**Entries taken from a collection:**
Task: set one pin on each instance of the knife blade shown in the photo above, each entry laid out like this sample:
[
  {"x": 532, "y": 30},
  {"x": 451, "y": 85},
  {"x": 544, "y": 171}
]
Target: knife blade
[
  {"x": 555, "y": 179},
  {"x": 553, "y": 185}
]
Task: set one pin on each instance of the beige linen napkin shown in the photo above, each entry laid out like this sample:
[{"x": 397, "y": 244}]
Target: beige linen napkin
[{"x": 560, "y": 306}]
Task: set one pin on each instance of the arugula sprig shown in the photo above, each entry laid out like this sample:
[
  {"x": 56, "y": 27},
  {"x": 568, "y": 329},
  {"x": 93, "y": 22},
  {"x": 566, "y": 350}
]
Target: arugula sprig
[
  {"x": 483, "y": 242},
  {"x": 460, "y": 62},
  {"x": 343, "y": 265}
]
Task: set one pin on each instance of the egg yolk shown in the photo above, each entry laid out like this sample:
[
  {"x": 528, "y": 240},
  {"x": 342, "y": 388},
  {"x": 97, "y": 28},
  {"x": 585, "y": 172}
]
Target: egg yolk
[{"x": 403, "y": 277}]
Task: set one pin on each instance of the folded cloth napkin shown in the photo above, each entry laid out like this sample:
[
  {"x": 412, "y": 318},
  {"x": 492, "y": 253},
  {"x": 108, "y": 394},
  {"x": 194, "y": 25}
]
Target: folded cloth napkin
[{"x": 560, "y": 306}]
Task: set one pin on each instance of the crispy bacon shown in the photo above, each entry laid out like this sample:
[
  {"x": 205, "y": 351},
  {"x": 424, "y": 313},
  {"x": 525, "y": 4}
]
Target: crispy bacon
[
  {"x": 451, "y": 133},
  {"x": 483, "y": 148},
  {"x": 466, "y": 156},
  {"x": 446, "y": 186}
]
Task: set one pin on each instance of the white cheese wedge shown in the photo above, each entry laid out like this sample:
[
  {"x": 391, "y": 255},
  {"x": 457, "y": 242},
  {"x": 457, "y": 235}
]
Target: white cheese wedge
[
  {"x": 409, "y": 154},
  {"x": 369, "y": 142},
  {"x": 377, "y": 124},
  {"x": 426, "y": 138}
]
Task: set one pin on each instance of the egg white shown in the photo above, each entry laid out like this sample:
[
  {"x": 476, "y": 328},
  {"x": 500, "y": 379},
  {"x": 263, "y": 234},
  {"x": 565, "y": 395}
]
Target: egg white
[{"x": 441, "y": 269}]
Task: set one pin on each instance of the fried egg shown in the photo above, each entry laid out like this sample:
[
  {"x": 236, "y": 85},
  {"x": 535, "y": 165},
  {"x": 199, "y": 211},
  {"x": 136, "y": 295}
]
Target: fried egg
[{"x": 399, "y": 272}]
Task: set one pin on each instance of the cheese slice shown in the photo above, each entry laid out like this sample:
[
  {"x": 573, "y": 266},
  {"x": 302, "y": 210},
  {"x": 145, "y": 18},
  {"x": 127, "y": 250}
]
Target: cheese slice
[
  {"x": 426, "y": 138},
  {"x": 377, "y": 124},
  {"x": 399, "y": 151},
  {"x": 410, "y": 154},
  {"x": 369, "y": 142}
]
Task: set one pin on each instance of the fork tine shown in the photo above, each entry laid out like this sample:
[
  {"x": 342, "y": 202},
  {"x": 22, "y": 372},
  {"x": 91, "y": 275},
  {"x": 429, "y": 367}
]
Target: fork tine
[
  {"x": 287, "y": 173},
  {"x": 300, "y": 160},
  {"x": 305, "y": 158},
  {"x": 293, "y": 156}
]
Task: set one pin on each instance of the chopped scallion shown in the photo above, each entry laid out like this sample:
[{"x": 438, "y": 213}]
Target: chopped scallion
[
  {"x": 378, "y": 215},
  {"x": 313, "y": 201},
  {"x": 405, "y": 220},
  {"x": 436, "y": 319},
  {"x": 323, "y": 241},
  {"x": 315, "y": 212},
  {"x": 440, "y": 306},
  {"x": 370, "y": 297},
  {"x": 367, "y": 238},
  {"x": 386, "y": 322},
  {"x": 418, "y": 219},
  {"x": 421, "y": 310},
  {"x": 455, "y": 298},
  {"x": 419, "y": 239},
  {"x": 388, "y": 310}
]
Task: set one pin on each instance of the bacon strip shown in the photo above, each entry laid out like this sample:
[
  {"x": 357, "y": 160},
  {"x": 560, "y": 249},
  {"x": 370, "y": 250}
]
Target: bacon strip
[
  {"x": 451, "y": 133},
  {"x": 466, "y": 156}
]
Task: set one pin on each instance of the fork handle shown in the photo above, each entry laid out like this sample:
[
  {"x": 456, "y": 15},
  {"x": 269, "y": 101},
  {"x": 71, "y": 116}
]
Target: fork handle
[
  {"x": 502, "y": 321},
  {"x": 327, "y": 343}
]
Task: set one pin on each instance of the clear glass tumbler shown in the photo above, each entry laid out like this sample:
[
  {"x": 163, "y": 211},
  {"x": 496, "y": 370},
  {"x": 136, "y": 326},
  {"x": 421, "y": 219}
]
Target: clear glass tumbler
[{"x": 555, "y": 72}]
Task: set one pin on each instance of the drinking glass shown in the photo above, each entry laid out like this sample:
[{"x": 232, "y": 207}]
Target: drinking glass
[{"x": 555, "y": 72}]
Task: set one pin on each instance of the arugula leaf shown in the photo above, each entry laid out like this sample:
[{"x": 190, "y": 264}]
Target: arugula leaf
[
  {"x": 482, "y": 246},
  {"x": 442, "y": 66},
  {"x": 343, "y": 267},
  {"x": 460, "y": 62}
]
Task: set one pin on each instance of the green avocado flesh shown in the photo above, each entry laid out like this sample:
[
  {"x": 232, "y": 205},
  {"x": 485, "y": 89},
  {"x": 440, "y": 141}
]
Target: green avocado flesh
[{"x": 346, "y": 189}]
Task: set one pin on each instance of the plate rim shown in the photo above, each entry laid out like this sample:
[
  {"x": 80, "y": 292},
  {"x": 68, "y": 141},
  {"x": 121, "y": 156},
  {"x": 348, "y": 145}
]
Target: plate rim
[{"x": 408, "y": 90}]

**PROBLEM REQUIREMENTS:** Rewrite the lines above as a numbered list, leaving out any blank lines.

**ANSWER FOR THIS EXERCISE:**
1. Task: set one pin on each instance of the knife blade shown in the photo above, each entry laid out like this sample:
2. [
3.   {"x": 532, "y": 30},
4.   {"x": 451, "y": 85},
5.   {"x": 544, "y": 171}
6. ]
7. Target: knife blade
8. [
9.   {"x": 555, "y": 179},
10.   {"x": 553, "y": 185}
11. ]
12. Task: set one pin on each instance of the beige linen napkin shown in the photo above, each entry laid out like this sample:
13. [{"x": 397, "y": 244}]
14. Target: beige linen napkin
15. [{"x": 560, "y": 306}]
16. Task: set one pin on each instance of the arugula sprig shown in the photo above, each entry laid out like this sample:
17. [
18.   {"x": 56, "y": 27},
19.   {"x": 568, "y": 329},
20.   {"x": 93, "y": 22},
21.   {"x": 566, "y": 350}
22. ]
23. Target: arugula sprig
24. [
25.   {"x": 483, "y": 242},
26.   {"x": 460, "y": 62},
27.   {"x": 343, "y": 265}
28. ]
29. Task: set one pin on each instance of the egg yolk shown in the photo above, each entry laid out like this sample:
30. [
31.   {"x": 528, "y": 240},
32.   {"x": 342, "y": 388},
33.   {"x": 97, "y": 28},
34.   {"x": 585, "y": 172}
35. ]
36. Target: egg yolk
37. [{"x": 403, "y": 277}]
38. Task: set one pin on each instance of the folded cloth napkin shown in the photo above, each entry laid out like this sample:
39. [
40.   {"x": 412, "y": 318},
41.   {"x": 492, "y": 253},
42.   {"x": 108, "y": 394},
43.   {"x": 194, "y": 25}
44. ]
45. Target: folded cloth napkin
46. [{"x": 560, "y": 306}]
47. Task: set one pin on each instance of the crispy bacon shown in the photo above, each entry laid out like this sample:
48. [
49.   {"x": 205, "y": 351},
50.   {"x": 424, "y": 313},
51.   {"x": 525, "y": 4}
52. ]
53. Target: crispy bacon
54. [
55.   {"x": 451, "y": 133},
56.   {"x": 483, "y": 148},
57.   {"x": 466, "y": 156},
58.   {"x": 446, "y": 186}
59. ]
60. Task: set one pin on each instance of the white cheese wedge shown in the photo above, each entry laid out like this sample:
61. [
62.   {"x": 391, "y": 255},
63.   {"x": 457, "y": 242},
64.   {"x": 457, "y": 235}
65. ]
66. Target: white cheese wedge
67. [
68.   {"x": 409, "y": 154},
69.   {"x": 369, "y": 142},
70.   {"x": 377, "y": 124},
71.   {"x": 426, "y": 138}
72. ]
73. Task: set one pin on each instance of the egg white shown in the photo above, each entry laid out like this sample:
74. [
75.   {"x": 476, "y": 328},
76.   {"x": 500, "y": 379},
77.   {"x": 263, "y": 234},
78.   {"x": 565, "y": 395}
79. ]
80. Target: egg white
81. [{"x": 441, "y": 269}]
82. Task: set one pin on each instance of the fried egg shown in the photo above, each entry laid out like this sample:
83. [
84.   {"x": 236, "y": 85},
85.   {"x": 535, "y": 165},
86.   {"x": 199, "y": 211},
87.   {"x": 136, "y": 295}
88. ]
89. Target: fried egg
90. [{"x": 399, "y": 272}]
91. Task: set one pin on each instance of the cheese slice shown in the photo above, each entry laid out like this sample:
92. [
93.   {"x": 573, "y": 266},
94.   {"x": 302, "y": 210},
95.   {"x": 145, "y": 18},
96.   {"x": 127, "y": 250}
97. ]
98. Target: cheese slice
99. [
100.   {"x": 426, "y": 138},
101.   {"x": 377, "y": 124},
102.   {"x": 399, "y": 151},
103.   {"x": 410, "y": 154},
104.   {"x": 369, "y": 142}
105. ]
106. Task: set one pin on each instance of the fork tine shown in the photo above, each entry laid out like this sample:
107. [
108.   {"x": 342, "y": 202},
109.   {"x": 22, "y": 372},
110.   {"x": 91, "y": 275},
111.   {"x": 429, "y": 367}
112. ]
113. Target: fork tine
114. [
115.   {"x": 287, "y": 173},
116.   {"x": 300, "y": 160},
117.   {"x": 305, "y": 158},
118.   {"x": 293, "y": 156}
119. ]
120. Task: set one pin on each instance of the chopped scallion shown in the photo above, each entry laid out like this sample:
121. [{"x": 438, "y": 213}]
122. Target: chopped scallion
123. [
124.   {"x": 378, "y": 215},
125.   {"x": 313, "y": 201},
126.   {"x": 405, "y": 220},
127.   {"x": 436, "y": 319},
128.   {"x": 323, "y": 241},
129.   {"x": 315, "y": 212},
130.   {"x": 440, "y": 306},
131.   {"x": 370, "y": 297},
132.   {"x": 367, "y": 238},
133.   {"x": 386, "y": 322},
134.   {"x": 418, "y": 219},
135.   {"x": 421, "y": 310},
136.   {"x": 455, "y": 298},
137.   {"x": 419, "y": 239},
138.   {"x": 388, "y": 310}
139. ]
140. Task: set one pin on each instance of the bacon strip shown in the photo above, each entry laid out like this sample:
141. [
142.   {"x": 357, "y": 160},
143.   {"x": 560, "y": 249},
144.   {"x": 370, "y": 250}
145. ]
146. Target: bacon strip
147. [
148.   {"x": 451, "y": 133},
149.   {"x": 466, "y": 156}
150. ]
151. Task: set one pin on each instance of the fork handle shown in the photo above, each entry laid out like this sample:
152. [
153.   {"x": 456, "y": 15},
154.   {"x": 269, "y": 101},
155.   {"x": 71, "y": 116}
156. ]
157. Target: fork handle
158. [
159.   {"x": 502, "y": 321},
160.   {"x": 327, "y": 343}
161. ]
162. Task: set one pin on each instance of the clear glass tumbler shown in the photo above, each entry laid out like this sample:
163. [
164.   {"x": 163, "y": 211},
165.   {"x": 496, "y": 370},
166.   {"x": 136, "y": 326},
167.   {"x": 421, "y": 219}
168. ]
169. Target: clear glass tumbler
170. [{"x": 555, "y": 72}]
171. Task: set one pin on each instance of the drinking glass shown in the photo above, each entry laid out like this sample:
172. [{"x": 232, "y": 207}]
173. Target: drinking glass
174. [{"x": 555, "y": 72}]
175. Task: set one pin on each instance of the arugula leaf shown in the photo above, each entry laid out like this sample:
176. [{"x": 190, "y": 264}]
177. Target: arugula leaf
178. [
179.   {"x": 482, "y": 246},
180.   {"x": 442, "y": 66},
181.   {"x": 343, "y": 267},
182.   {"x": 460, "y": 62}
183. ]
184. Task: set one pin on each instance of the green avocado flesh shown in the photo above, each entry laid out like this sample:
185. [
186.   {"x": 232, "y": 205},
187.   {"x": 485, "y": 89},
188.   {"x": 440, "y": 141}
189. ]
190. Target: green avocado flesh
191. [{"x": 346, "y": 189}]
192. Task: set one pin on each instance of the plate rim shown in the photo above, each entry laid out like this sample:
193. [
194.   {"x": 80, "y": 292},
195.   {"x": 68, "y": 141},
196.   {"x": 121, "y": 156},
197.   {"x": 348, "y": 145}
198. ]
199. Target: plate rim
200. [{"x": 408, "y": 90}]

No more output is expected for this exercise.